• _PROVIDED ENTRIES_:

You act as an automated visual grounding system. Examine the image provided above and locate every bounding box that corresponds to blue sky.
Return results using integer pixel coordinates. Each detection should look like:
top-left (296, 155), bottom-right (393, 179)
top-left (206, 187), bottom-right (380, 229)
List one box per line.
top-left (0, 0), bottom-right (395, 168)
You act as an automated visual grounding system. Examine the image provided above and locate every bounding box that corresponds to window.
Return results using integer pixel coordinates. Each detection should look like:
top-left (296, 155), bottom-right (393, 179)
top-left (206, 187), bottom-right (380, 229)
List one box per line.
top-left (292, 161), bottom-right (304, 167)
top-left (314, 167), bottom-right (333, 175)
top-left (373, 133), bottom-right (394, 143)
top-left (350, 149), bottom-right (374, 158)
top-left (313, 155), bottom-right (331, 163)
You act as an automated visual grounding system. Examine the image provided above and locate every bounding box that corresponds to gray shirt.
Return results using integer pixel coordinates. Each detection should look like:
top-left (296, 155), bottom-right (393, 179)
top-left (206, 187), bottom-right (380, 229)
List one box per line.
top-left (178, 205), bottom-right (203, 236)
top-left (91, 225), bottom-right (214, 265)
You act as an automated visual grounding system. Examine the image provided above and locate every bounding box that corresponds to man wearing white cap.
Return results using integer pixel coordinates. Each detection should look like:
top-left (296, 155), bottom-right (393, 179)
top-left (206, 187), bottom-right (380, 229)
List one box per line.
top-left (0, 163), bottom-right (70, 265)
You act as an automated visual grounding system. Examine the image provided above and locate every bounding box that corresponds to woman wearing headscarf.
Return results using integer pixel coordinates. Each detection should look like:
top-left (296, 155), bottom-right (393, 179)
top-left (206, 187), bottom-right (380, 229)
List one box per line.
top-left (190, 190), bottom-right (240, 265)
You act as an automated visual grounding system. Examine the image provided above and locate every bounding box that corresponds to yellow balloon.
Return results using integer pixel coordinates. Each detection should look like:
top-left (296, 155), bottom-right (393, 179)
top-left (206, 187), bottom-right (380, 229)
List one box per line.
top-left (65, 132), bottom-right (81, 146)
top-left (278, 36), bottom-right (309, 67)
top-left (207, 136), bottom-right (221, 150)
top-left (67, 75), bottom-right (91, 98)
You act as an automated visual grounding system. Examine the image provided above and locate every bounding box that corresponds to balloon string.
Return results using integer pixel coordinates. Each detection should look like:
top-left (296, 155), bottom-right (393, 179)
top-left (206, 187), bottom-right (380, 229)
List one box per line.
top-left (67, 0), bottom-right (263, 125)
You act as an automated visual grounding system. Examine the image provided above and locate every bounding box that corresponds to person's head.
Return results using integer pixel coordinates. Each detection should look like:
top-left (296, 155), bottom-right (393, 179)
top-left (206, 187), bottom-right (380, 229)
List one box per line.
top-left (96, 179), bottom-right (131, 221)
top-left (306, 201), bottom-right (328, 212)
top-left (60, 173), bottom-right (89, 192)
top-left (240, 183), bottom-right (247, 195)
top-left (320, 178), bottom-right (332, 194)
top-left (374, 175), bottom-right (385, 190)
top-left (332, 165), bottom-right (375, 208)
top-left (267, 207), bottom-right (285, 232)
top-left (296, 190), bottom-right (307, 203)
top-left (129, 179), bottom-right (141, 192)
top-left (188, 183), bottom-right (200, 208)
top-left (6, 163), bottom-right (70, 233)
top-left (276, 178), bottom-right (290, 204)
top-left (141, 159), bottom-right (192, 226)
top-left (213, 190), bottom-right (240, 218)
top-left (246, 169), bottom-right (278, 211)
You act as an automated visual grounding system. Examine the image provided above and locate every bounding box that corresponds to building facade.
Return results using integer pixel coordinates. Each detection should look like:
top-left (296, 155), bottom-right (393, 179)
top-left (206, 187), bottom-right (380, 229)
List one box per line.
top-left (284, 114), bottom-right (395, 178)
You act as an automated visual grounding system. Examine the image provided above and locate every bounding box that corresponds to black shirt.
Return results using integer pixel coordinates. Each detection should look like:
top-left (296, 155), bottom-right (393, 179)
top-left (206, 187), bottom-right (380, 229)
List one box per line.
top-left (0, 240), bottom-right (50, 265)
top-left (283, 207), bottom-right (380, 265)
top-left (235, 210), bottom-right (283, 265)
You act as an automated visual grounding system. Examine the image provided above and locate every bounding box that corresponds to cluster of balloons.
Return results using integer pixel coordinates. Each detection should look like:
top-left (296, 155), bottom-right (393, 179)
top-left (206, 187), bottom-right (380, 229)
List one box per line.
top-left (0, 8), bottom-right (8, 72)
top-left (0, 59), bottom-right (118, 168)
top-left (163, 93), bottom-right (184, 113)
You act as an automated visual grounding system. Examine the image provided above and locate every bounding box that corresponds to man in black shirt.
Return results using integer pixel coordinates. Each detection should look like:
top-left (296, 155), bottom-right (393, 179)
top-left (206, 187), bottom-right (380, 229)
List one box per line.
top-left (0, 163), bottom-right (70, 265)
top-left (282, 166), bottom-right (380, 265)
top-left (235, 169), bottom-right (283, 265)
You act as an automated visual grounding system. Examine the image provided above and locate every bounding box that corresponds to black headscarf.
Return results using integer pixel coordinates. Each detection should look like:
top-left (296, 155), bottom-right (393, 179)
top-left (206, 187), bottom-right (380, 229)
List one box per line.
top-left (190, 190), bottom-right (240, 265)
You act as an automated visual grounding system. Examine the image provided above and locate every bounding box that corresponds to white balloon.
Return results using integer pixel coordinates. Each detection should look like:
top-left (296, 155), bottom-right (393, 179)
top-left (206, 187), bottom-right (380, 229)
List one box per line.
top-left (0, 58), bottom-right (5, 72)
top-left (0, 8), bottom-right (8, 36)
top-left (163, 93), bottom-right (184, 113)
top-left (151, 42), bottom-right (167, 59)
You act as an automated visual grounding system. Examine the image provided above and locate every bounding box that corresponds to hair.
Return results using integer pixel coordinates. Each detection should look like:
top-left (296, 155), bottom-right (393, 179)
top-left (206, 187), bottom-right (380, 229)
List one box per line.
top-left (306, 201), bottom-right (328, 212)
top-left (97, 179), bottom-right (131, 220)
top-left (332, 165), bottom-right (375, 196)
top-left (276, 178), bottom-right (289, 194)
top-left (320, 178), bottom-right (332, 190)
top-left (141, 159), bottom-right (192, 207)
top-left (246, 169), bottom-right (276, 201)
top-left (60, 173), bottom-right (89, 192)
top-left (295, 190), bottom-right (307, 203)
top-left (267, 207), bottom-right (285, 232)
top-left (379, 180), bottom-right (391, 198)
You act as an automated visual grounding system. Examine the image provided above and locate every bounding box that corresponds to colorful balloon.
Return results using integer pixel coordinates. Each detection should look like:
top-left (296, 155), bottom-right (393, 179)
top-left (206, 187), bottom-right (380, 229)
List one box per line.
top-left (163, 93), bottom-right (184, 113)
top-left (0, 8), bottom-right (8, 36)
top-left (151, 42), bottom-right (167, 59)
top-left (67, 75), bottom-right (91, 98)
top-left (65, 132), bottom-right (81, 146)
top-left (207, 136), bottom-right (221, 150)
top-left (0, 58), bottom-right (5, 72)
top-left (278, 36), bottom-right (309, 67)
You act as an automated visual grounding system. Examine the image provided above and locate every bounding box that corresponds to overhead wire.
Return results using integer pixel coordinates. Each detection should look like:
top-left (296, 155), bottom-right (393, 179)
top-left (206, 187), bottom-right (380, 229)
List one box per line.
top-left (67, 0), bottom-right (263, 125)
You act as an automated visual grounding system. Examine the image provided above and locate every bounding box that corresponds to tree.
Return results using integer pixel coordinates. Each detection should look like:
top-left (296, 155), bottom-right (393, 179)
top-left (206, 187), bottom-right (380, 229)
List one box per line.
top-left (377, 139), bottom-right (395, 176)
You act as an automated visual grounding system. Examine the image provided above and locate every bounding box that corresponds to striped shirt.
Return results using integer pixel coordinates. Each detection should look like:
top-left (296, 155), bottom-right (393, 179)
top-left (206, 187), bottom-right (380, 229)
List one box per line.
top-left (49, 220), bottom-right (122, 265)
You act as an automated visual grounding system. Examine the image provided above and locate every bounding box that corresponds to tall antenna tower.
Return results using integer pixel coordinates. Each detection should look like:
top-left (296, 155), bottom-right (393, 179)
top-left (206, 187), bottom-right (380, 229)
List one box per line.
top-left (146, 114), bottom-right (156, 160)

• _WHAT YOU WILL DO_:
Copy the stretch from the line containing "to overhead wire." through the end of the lines, substituting "bounding rectangle" for "bounding box" and leaving everything else unchanged.

• _EXERCISE SOLUTION_:
You act as an automated visual grounding system. Examine the image provided above and locate every bounding rectangle that corresponds to overhead wire.
Return results using integer pixel coordinates. Each detection should look like:
top-left (296, 155), bottom-right (393, 179)
top-left (206, 187), bottom-right (380, 229)
List one box per line.
top-left (67, 0), bottom-right (263, 125)
You act as an automated visual grounding system. Examine the image provided above and locate every bounding rectangle that corresponds to tree.
Return results using integer pixel coordinates. Each detection should look like:
top-left (296, 155), bottom-right (393, 179)
top-left (206, 187), bottom-right (380, 229)
List one box per line.
top-left (377, 139), bottom-right (395, 176)
You act as an automated visual grounding system. Examine the image provided above and locate every bounding rectangle that corresponds to striped shirt.
Return results using integer pixel coordinates. Each detection should look like:
top-left (296, 155), bottom-right (393, 179)
top-left (206, 187), bottom-right (380, 229)
List one box per line.
top-left (49, 220), bottom-right (122, 265)
You act as an automated visual grounding system. Examine the image provided above and locate every bounding rectangle that corresponds to tall antenna tower.
Return results using integer pixel coordinates. Each detection should look like:
top-left (296, 155), bottom-right (393, 179)
top-left (206, 187), bottom-right (380, 229)
List one box per line.
top-left (146, 114), bottom-right (156, 160)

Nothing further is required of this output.